# [Stored dataset items]

Content starts

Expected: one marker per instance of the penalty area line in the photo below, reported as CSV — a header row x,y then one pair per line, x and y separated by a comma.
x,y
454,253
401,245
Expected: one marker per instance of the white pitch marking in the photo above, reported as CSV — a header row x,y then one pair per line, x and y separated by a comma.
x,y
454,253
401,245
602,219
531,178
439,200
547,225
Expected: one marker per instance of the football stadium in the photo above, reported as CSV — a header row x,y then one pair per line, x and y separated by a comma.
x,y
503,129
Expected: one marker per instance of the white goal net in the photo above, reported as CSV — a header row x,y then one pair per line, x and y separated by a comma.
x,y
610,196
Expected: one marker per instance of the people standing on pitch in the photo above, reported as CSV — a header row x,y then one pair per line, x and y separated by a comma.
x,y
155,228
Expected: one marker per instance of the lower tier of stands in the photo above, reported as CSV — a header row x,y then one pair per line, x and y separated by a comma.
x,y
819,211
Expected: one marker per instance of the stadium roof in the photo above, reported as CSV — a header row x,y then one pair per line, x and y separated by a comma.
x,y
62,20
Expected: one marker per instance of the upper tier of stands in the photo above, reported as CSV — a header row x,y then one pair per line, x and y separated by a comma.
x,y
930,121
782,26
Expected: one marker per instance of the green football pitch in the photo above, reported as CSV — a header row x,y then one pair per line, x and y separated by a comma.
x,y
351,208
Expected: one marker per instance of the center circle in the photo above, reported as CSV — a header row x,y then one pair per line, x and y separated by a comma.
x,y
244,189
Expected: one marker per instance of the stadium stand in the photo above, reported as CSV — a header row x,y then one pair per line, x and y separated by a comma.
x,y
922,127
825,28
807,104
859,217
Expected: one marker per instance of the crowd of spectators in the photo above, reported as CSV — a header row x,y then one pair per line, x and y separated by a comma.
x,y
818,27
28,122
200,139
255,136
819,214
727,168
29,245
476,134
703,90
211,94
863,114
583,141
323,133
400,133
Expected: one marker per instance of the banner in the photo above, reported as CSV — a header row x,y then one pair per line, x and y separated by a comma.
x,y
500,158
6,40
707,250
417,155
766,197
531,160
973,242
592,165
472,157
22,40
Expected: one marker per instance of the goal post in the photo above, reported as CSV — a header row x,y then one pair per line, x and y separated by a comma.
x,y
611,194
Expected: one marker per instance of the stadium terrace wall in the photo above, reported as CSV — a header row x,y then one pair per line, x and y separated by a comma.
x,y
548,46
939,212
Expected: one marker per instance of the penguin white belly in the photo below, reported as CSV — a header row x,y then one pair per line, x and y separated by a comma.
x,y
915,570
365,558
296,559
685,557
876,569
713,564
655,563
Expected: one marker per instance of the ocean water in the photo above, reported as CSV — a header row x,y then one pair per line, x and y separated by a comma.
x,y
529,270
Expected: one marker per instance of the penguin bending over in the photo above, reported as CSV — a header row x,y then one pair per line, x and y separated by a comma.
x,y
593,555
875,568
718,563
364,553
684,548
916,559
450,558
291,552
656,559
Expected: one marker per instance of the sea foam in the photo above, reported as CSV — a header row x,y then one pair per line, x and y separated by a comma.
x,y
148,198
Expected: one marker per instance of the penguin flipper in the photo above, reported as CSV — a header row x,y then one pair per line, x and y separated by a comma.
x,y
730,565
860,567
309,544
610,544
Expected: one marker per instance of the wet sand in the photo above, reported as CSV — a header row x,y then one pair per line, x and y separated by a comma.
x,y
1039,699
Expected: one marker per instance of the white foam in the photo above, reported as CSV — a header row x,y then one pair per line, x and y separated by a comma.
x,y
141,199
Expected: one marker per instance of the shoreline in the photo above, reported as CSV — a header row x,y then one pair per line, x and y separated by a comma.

Content ends

Each line from the one containing "Expected: one marker per instance of the penguin flipper" through the final line of the records must be repeated exactly, with no line added or dropped.

# [Solved exercise]
Expected: one marker per instance of the penguin flipper in the photo above, reported as CSV — a header row x,y then one pair per line, x and y separated by a comma.
x,y
730,565
860,567
309,544
610,544
Expected: one marker per instance of the wet sand in the photo above, reported as CSV — a header row x,y then one pair per line, x and y separated by a comma.
x,y
1039,699
Expected: one marker per instance of the white foam in the photo above, reported as CSV — a header row x,y then one pair per line, x and y separated by a comma.
x,y
141,199
Expected: one marker per instance of the shoreline in the photo above, reported as CSV — a header row x,y then one pair per line, x and y separated by a comma.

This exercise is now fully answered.